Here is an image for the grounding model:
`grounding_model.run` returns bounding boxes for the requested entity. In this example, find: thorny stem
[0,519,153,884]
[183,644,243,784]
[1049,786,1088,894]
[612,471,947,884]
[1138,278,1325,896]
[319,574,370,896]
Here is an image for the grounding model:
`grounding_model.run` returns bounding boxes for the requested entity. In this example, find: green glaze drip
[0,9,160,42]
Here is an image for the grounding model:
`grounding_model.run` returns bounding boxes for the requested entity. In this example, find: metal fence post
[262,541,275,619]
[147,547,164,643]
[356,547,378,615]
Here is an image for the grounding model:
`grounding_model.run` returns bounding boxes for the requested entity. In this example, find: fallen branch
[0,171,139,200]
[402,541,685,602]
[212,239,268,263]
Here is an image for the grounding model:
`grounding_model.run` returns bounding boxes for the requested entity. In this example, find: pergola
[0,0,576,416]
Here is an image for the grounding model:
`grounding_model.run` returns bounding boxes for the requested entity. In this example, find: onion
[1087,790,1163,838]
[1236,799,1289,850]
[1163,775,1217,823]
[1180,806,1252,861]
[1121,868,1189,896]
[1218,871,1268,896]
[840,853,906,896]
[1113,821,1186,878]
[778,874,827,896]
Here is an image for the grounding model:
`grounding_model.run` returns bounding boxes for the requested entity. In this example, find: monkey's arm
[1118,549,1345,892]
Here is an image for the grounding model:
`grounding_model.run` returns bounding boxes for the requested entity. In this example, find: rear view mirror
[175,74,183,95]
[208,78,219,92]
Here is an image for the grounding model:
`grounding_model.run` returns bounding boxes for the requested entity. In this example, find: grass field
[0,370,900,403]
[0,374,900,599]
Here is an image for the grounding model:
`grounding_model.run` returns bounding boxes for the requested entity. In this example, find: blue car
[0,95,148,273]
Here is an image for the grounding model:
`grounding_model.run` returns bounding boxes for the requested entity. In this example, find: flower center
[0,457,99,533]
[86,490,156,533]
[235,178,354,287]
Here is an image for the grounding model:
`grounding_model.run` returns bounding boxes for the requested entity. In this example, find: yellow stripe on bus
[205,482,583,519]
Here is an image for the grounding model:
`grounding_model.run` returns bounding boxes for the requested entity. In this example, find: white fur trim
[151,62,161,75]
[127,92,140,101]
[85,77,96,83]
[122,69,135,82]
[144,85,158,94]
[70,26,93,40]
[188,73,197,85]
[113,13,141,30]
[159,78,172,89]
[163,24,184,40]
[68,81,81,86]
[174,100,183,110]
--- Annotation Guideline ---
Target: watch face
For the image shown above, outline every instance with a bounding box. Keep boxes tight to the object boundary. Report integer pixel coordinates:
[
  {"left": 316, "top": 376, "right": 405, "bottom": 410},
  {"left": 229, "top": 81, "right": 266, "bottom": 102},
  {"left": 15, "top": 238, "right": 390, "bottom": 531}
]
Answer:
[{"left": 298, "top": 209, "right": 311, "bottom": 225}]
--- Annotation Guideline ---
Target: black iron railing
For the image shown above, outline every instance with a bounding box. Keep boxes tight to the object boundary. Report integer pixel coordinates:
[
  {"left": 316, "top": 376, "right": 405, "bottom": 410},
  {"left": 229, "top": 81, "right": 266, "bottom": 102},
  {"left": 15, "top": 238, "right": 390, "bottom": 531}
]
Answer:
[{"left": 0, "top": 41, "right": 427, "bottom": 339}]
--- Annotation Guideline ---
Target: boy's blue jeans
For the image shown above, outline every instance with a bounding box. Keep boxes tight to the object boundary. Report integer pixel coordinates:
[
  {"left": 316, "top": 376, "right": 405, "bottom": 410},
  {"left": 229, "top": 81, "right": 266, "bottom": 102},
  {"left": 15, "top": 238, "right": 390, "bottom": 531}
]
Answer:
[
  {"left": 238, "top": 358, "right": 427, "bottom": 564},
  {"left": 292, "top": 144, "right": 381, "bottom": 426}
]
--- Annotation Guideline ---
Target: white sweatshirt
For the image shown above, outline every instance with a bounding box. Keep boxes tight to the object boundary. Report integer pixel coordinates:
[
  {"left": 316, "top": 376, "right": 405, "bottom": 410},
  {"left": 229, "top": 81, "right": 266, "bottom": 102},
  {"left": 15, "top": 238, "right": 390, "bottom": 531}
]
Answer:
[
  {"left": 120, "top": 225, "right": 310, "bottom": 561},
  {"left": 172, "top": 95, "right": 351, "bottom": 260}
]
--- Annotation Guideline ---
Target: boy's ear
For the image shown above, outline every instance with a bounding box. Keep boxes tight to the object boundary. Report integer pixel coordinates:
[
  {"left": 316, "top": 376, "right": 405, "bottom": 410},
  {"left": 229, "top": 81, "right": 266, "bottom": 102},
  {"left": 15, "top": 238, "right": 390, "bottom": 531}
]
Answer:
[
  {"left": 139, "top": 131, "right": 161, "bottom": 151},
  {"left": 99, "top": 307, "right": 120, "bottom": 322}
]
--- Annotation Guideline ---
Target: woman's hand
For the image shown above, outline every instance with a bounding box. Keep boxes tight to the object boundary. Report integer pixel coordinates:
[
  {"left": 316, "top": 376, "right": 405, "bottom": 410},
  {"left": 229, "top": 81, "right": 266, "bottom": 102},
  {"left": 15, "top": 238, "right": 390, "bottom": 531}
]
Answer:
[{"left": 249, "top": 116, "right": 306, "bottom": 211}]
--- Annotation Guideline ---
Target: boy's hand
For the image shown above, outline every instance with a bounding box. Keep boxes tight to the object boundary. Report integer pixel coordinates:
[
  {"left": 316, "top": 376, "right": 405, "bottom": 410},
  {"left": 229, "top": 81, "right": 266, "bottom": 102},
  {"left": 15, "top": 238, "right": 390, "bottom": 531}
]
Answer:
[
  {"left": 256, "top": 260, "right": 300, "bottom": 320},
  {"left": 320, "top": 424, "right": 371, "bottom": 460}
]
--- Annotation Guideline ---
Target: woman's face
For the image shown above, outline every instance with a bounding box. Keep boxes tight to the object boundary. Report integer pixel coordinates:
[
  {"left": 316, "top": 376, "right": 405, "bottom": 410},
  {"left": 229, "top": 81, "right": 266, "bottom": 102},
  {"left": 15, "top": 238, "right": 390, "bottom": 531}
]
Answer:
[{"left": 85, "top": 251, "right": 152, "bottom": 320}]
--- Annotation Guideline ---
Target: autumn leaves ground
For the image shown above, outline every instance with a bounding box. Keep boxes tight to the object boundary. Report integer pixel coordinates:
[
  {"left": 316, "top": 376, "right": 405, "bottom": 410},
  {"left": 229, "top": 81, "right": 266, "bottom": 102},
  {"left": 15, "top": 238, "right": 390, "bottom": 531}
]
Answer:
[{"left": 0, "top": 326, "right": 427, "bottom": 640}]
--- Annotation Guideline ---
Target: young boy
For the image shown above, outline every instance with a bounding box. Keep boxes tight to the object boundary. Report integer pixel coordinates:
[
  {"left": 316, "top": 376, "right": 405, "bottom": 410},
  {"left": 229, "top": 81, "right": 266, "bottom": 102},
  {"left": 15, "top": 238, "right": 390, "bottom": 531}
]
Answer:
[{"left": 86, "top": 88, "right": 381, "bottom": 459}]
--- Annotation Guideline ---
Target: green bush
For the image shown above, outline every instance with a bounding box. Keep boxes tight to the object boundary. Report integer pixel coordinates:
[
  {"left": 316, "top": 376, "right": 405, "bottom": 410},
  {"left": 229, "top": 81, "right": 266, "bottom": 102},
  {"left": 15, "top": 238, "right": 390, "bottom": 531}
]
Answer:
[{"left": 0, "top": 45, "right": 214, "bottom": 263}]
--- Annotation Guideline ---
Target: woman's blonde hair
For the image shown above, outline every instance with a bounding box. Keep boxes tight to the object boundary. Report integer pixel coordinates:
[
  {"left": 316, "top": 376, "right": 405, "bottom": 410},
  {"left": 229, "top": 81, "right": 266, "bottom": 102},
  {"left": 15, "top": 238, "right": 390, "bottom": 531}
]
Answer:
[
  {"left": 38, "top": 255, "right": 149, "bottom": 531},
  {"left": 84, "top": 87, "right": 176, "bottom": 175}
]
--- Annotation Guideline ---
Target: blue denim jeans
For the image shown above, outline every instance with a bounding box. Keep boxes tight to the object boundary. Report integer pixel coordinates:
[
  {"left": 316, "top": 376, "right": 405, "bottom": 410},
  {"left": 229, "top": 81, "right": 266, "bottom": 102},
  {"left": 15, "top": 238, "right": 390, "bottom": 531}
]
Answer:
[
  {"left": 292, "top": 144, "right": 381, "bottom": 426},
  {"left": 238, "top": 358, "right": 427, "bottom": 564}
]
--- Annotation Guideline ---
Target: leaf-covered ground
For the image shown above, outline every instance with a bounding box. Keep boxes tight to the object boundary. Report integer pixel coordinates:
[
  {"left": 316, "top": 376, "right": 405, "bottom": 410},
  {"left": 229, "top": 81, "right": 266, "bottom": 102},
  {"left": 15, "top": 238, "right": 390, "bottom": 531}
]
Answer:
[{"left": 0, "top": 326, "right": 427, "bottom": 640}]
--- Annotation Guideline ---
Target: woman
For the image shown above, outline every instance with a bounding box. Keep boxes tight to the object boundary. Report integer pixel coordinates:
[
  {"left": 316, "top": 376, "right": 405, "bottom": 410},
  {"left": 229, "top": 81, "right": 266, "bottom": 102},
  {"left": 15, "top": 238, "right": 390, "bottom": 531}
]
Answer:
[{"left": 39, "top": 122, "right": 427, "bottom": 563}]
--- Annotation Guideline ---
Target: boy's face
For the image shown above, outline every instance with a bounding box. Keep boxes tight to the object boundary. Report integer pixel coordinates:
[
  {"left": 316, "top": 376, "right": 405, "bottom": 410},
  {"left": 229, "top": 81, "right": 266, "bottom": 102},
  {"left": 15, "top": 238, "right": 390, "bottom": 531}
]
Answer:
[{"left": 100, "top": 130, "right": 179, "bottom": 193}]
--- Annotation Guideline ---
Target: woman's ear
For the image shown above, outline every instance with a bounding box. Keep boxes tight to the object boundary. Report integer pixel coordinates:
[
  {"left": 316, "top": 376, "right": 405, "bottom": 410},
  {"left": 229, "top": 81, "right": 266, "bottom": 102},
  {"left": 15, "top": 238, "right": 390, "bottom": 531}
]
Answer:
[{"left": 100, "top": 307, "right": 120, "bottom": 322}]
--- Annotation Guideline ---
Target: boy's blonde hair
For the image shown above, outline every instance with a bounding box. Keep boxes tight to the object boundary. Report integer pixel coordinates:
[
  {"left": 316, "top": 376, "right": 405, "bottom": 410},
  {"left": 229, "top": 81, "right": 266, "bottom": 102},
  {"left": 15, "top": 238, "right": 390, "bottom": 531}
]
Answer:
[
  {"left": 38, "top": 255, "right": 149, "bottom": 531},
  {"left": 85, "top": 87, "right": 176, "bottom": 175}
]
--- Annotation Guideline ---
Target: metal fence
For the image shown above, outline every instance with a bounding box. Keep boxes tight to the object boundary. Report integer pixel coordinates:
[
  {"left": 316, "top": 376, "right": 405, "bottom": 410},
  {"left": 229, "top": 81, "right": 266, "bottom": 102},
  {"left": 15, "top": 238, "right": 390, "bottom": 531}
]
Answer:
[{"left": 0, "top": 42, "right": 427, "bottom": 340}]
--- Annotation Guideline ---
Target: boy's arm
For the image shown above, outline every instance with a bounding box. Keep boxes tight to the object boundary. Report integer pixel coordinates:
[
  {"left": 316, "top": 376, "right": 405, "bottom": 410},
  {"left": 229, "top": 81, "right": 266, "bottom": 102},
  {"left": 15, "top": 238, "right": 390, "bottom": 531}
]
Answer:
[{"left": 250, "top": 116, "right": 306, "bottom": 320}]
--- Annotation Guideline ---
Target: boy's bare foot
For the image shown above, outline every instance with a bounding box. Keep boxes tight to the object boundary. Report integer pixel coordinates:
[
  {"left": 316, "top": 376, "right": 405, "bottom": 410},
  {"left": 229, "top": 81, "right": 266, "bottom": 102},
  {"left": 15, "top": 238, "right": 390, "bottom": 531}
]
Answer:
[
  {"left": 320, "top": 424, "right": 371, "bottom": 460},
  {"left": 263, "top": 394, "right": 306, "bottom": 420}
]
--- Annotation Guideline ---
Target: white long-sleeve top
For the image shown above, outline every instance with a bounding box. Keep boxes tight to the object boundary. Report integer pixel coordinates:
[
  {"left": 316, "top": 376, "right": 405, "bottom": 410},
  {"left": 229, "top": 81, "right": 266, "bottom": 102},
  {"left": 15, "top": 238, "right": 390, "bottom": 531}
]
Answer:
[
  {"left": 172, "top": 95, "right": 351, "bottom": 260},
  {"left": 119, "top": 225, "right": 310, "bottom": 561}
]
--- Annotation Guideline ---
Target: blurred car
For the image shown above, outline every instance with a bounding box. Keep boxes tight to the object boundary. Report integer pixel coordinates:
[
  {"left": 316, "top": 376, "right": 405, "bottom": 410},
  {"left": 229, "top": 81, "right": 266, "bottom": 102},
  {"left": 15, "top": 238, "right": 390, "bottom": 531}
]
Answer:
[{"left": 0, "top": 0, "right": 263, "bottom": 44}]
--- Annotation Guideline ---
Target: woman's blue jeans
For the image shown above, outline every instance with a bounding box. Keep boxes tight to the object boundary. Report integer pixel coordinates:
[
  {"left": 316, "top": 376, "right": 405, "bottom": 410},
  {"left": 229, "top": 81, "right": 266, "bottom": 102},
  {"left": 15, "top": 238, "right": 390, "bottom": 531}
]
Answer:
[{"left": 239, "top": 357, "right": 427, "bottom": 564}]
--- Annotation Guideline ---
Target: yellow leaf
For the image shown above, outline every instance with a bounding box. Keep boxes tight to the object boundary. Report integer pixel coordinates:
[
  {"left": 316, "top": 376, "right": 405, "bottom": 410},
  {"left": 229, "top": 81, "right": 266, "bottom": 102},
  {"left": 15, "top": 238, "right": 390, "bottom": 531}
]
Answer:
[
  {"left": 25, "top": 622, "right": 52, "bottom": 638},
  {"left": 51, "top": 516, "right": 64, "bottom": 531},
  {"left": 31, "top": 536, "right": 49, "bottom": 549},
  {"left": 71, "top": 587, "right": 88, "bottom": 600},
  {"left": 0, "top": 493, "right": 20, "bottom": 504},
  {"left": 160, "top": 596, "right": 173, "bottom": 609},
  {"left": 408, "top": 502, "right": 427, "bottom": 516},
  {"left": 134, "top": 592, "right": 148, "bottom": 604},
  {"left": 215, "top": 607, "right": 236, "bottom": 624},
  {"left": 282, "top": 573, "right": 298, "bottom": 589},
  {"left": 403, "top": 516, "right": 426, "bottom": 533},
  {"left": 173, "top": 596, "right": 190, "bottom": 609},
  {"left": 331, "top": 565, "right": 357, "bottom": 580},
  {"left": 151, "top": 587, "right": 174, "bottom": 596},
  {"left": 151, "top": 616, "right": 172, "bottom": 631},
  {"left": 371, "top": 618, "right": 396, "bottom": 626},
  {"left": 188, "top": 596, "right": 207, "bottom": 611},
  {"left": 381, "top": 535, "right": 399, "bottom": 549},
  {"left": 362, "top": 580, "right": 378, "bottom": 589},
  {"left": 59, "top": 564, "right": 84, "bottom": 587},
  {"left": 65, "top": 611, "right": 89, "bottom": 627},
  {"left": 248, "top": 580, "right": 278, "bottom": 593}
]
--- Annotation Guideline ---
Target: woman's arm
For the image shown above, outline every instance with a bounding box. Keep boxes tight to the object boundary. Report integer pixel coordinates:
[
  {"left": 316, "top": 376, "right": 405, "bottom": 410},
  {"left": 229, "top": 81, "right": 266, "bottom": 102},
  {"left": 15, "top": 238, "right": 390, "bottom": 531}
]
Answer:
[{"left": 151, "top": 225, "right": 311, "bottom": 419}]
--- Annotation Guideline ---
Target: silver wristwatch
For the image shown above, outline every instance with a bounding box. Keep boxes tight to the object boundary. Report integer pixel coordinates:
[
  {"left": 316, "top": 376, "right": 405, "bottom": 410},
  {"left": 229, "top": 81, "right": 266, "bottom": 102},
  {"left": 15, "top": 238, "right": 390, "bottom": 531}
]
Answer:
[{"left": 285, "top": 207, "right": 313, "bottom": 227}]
————————
- **Travail à faire**
Recopiez à l'identique le passage des données qui va du tout début jusqu'à la ligne contenant « [212,239,268,263] », cette ligne comprise.

- **Réponse attendue**
Here is an image for the grounding model:
`grounding_model.run` returns bounding boxes for the requested entity. In this example, find: thorny stem
[0,519,153,884]
[183,644,243,784]
[1049,786,1088,894]
[612,471,947,884]
[1138,278,1325,896]
[319,574,370,896]
Here is an image for the grounding model:
`grounding_model.run` returns bounding boxes for the requested entity. In this example, find: green glaze drip
[0,9,160,42]
Here is an image for the grounding model:
`grounding_model.run` returns bounding boxes for the requested entity. In this example, find: metal fence post
[262,541,275,619]
[147,547,164,643]
[356,547,378,615]
Here is an image for the grounding model:
`grounding_model.run` returns bounding boxes for the requested entity. In this example, find: fallen branch
[0,171,139,200]
[402,541,685,602]
[212,239,268,263]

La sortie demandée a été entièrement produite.